>>>

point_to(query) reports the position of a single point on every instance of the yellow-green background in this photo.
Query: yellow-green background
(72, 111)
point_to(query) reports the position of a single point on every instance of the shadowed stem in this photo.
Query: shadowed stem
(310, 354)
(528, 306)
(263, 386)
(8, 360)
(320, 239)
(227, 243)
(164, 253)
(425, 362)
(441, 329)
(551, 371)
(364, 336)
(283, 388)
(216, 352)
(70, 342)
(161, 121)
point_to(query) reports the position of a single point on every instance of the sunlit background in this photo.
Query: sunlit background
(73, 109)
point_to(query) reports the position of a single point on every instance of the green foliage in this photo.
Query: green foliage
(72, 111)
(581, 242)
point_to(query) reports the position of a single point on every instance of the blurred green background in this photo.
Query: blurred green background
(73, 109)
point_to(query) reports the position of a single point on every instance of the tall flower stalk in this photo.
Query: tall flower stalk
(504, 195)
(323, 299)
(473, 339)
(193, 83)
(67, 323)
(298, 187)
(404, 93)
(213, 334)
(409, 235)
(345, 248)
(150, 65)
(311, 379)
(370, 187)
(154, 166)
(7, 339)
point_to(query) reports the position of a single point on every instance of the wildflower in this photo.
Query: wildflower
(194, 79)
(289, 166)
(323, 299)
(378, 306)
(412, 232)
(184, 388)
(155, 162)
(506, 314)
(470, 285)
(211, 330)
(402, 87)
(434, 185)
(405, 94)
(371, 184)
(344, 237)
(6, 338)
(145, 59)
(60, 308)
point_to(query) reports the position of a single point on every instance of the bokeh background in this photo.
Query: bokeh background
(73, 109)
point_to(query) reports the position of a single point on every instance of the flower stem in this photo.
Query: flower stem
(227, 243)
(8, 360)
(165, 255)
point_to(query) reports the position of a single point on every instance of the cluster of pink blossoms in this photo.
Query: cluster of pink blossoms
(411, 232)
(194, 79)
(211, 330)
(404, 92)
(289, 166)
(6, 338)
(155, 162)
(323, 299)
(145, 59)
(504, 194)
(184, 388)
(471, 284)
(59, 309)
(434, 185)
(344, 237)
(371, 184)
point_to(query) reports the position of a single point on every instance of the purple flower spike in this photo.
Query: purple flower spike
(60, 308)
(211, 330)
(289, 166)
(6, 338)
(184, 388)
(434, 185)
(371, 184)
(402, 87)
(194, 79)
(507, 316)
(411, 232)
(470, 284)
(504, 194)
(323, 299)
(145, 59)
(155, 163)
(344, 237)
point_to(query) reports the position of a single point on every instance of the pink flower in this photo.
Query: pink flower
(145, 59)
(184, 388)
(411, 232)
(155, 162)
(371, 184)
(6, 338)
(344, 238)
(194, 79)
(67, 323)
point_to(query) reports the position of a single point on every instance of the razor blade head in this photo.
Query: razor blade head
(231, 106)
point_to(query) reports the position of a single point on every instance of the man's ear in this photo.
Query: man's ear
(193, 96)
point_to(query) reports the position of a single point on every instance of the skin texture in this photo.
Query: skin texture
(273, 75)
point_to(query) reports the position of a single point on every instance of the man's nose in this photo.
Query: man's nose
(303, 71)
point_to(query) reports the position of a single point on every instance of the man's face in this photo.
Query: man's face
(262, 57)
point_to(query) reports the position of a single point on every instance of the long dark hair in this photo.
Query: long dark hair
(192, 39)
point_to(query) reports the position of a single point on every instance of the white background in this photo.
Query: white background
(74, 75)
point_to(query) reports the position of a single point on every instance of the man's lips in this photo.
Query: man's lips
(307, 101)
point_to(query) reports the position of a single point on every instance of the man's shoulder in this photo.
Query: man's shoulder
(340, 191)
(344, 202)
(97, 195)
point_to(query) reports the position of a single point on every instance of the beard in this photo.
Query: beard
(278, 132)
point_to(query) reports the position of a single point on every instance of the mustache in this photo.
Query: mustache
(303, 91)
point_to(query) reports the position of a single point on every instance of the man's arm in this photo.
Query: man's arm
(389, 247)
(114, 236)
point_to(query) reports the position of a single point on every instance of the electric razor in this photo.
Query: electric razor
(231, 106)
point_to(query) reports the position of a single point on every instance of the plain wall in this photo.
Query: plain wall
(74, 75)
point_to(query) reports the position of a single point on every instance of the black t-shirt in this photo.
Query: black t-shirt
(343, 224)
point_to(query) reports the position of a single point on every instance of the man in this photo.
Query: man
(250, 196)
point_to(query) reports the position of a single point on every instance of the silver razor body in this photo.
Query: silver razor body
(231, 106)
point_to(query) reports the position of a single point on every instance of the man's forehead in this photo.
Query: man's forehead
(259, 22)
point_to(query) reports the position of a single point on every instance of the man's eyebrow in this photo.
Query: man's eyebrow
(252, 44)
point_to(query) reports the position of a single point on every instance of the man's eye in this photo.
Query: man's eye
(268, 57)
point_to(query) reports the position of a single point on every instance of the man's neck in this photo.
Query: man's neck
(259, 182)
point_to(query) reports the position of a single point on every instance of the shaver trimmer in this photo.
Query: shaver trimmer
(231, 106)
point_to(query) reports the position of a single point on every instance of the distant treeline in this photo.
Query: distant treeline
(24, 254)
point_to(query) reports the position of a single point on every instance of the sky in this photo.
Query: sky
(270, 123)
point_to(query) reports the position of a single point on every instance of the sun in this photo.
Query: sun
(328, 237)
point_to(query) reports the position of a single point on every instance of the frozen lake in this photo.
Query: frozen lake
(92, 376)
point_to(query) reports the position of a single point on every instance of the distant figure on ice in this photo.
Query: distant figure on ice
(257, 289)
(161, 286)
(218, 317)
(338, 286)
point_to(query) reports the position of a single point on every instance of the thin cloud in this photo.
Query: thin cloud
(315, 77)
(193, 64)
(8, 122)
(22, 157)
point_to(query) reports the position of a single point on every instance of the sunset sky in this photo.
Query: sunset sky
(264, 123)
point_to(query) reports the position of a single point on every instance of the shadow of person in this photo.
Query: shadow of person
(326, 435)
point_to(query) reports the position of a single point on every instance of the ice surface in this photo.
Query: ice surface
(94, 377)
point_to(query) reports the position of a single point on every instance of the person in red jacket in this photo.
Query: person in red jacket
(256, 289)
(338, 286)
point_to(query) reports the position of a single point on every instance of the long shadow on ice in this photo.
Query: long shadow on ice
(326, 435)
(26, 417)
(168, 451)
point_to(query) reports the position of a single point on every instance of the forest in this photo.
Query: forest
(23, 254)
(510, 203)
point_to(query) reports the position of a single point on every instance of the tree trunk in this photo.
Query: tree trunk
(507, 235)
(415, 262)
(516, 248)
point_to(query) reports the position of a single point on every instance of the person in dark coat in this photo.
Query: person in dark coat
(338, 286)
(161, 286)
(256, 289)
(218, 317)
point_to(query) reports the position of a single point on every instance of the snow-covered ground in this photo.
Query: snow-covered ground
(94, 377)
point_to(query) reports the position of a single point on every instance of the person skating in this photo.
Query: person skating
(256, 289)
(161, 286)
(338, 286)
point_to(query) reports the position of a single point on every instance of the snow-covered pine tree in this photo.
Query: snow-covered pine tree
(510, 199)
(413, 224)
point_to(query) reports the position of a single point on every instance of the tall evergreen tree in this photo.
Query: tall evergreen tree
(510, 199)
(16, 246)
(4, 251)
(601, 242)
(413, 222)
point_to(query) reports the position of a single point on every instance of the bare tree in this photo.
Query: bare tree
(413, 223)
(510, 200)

<<<

Work instructions
Using the listing above, print every entry exactly.

Your solution
point_to(query) reports the position of a single point on every instance of the yellow-green background in this photo.
Query: yellow-green background
(72, 111)
point_to(query) reports the position of a single point on every instance of the shadowed stem in this photo.
Query: shadowed stem
(310, 354)
(528, 306)
(263, 386)
(8, 360)
(320, 239)
(227, 243)
(164, 253)
(425, 362)
(441, 329)
(551, 371)
(364, 336)
(283, 388)
(216, 352)
(70, 342)
(161, 121)
point_to(query) reports the position of a single point on every instance of the sunlit background in this photo.
Query: sunlit background
(73, 109)
point_to(query) reports the position of a single point on every instance of the green foliage in this photo.
Query: green foliage
(72, 111)
(581, 242)
point_to(query) reports the position of a single point on every instance of the blurred green background in this photo.
Query: blurred green background
(73, 109)
point_to(query) reports the position of a single point on every instance of the tall flower stalk in this photo.
Query: tall flower stalk
(504, 195)
(323, 299)
(473, 339)
(193, 83)
(67, 323)
(298, 187)
(404, 93)
(213, 334)
(409, 235)
(345, 248)
(150, 65)
(311, 379)
(370, 187)
(154, 166)
(7, 339)
point_to(query) reports the position of a single point on every instance of the wildflower in this photo.
Query: wildflower
(194, 79)
(289, 166)
(323, 299)
(378, 306)
(412, 232)
(184, 388)
(155, 162)
(506, 314)
(470, 285)
(211, 330)
(402, 87)
(434, 185)
(405, 94)
(371, 184)
(344, 237)
(6, 338)
(145, 59)
(60, 308)
point_to(query) reports the position of a single point on every instance of the bokeh background in this photo.
Query: bokeh background
(73, 109)
point_to(query) reports the position of a single point on every instance of the flower stem in this photo.
Query: flower stem
(227, 243)
(8, 360)
(165, 255)
point_to(query) reports the position of a single point on every instance of the cluster of pink blossoms in this photo.
Query: cluster of pink blossoms
(411, 232)
(194, 79)
(211, 330)
(404, 92)
(289, 166)
(6, 338)
(155, 162)
(323, 299)
(145, 59)
(504, 194)
(184, 388)
(471, 284)
(59, 309)
(434, 185)
(344, 237)
(371, 184)
point_to(query) reports the position of a single point on every instance of the purple flower spike in this photo.
Query: purple flower spike
(60, 308)
(211, 330)
(289, 166)
(6, 338)
(184, 388)
(434, 185)
(371, 184)
(402, 87)
(194, 79)
(507, 316)
(411, 232)
(470, 284)
(504, 194)
(323, 299)
(145, 59)
(155, 163)
(344, 237)
point_to(query) reports the position of a single point on every instance of the pink flower in this photo.
Query: pink flower
(145, 59)
(184, 388)
(411, 232)
(155, 162)
(371, 184)
(6, 338)
(344, 238)
(194, 79)
(67, 323)
point_to(query) reports the position of a single point on every instance of the razor blade head in this photo.
Query: razor blade head
(231, 106)
point_to(query) reports the position of a single point on every instance of the man's ear in this photo.
Query: man's ear
(193, 96)
point_to(query) reports the position of a single point on every instance of the skin texture in this photo.
Query: skin texture
(273, 75)
point_to(query) reports the position of a single point on every instance of the man's nose in this photo.
Query: man's nose
(303, 71)
point_to(query) reports the position of a single point on every instance of the man's face in this photo.
Query: man's face
(262, 57)
point_to(query) reports the position of a single point on every instance of the long dark hair in this photo.
Query: long dark hair
(192, 39)
point_to(query) reports the position of a single point on every instance of the white background in this photo.
Query: white background
(74, 75)
point_to(query) reports the position of a single point on every instance of the man's lips in this photo.
Query: man's lips
(307, 101)
point_to(query) reports the position of a single point on every instance of the man's shoulder in this photo.
Query: man's shoulder
(340, 191)
(344, 202)
(97, 195)
point_to(query) reports the position of a single point on every instance of the beard in this photo.
Query: beard
(278, 132)
point_to(query) reports the position of a single point on every instance of the mustache in this photo.
Query: mustache
(303, 91)
point_to(query) reports the position of a single point on every instance of the man's arm in this photo.
Query: man's arm
(389, 247)
(114, 236)
point_to(query) reports the position of a single point on every instance of the electric razor in this photo.
Query: electric razor
(231, 106)
point_to(query) reports the position of a single point on every instance of the plain wall in this photo.
Query: plain wall
(74, 75)
point_to(query) reports the position of a single point on every instance of the black t-shirt in this photo.
Query: black t-shirt
(343, 224)
point_to(query) reports the position of a single point on every instance of the man in this photo.
Query: man
(250, 196)
point_to(query) reports the position of a single point on every instance of the silver razor body in this photo.
Query: silver razor body
(231, 106)
point_to(query) reports the position of a single point on every instance of the man's forehead in this photo.
Query: man's forehead
(259, 22)
point_to(query) reports the position of a single point on every instance of the man's eyebrow in this photo.
Query: man's eyebrow
(252, 44)
point_to(query) reports the position of a single point on every instance of the man's eye in this photo.
Query: man's eye
(268, 57)
point_to(query) reports the position of a single point on every instance of the man's neck in this photo.
Query: man's neck
(259, 182)
point_to(query) reports the position of a single point on every instance of the shaver trimmer in this photo.
Query: shaver trimmer
(231, 106)
point_to(query) reports the position of a single point on every instance of the distant treeline in this photo.
Query: distant treeline
(24, 254)
point_to(query) reports the position of a single point on every instance of the sky in this photo.
Query: sky
(270, 123)
point_to(query) reports the position of a single point on every instance of the sun in this photo.
Query: sun
(328, 237)
point_to(query) reports the position of a single point on every instance of the frozen lake in this photo.
Query: frozen lake
(92, 376)
point_to(query) reports the position of a single point on every instance of the distant figure on ice in this photo.
Query: distant figure on ice
(257, 289)
(161, 286)
(218, 317)
(338, 286)
point_to(query) reports the position of a single point on every instance of the thin cloud in this photo.
Query: thin cloud
(315, 77)
(193, 64)
(8, 122)
(22, 157)
point_to(query) reports the position of a single point on every instance of the sunset sky in this photo.
Query: sunset sky
(264, 123)
point_to(query) reports the position of a single point on every instance of the shadow of person in this photo.
Query: shadow of person
(326, 435)
point_to(query) reports the position of a single point on every instance of the ice surface in this photo.
Query: ice surface
(94, 377)
point_to(query) reports the position of a single point on every instance of the person in red jacket in this photo.
Query: person in red jacket
(256, 289)
(338, 286)
point_to(query) reports the position of a single point on every instance of the long shadow on ice in this photo.
Query: long shadow on ice
(326, 435)
(26, 417)
(168, 451)
point_to(query) reports the position of a single point on every instance of the forest in this photo.
Query: forest
(23, 254)
(510, 203)
point_to(query) reports the position of a single point on every instance of the tree trunk in this photo.
Query: tree trunk
(507, 235)
(415, 262)
(516, 248)
point_to(query) reports the position of a single point on every instance of the person in dark coat in this photo.
Query: person in dark coat
(338, 286)
(161, 286)
(256, 289)
(218, 317)
point_to(query) reports the position of a single point on every instance of the snow-covered ground in this photo.
Query: snow-covered ground
(94, 377)
point_to(query) reports the position of a single point on every instance of the person skating in this photo.
Query: person skating
(256, 289)
(161, 286)
(338, 286)
point_to(query) reports the position of a single point on every instance of the snow-covered pine tree in this photo.
Query: snow-covered pine tree
(510, 199)
(413, 224)
point_to(query) reports the position of a single point on every instance of the tall evergreen tree in this photo.
Query: tall evergreen tree
(510, 199)
(16, 246)
(4, 251)
(601, 242)
(413, 222)
point_to(query) reports the position of a single point on every instance of the bare tree in this photo.
Query: bare tree
(413, 223)
(510, 200)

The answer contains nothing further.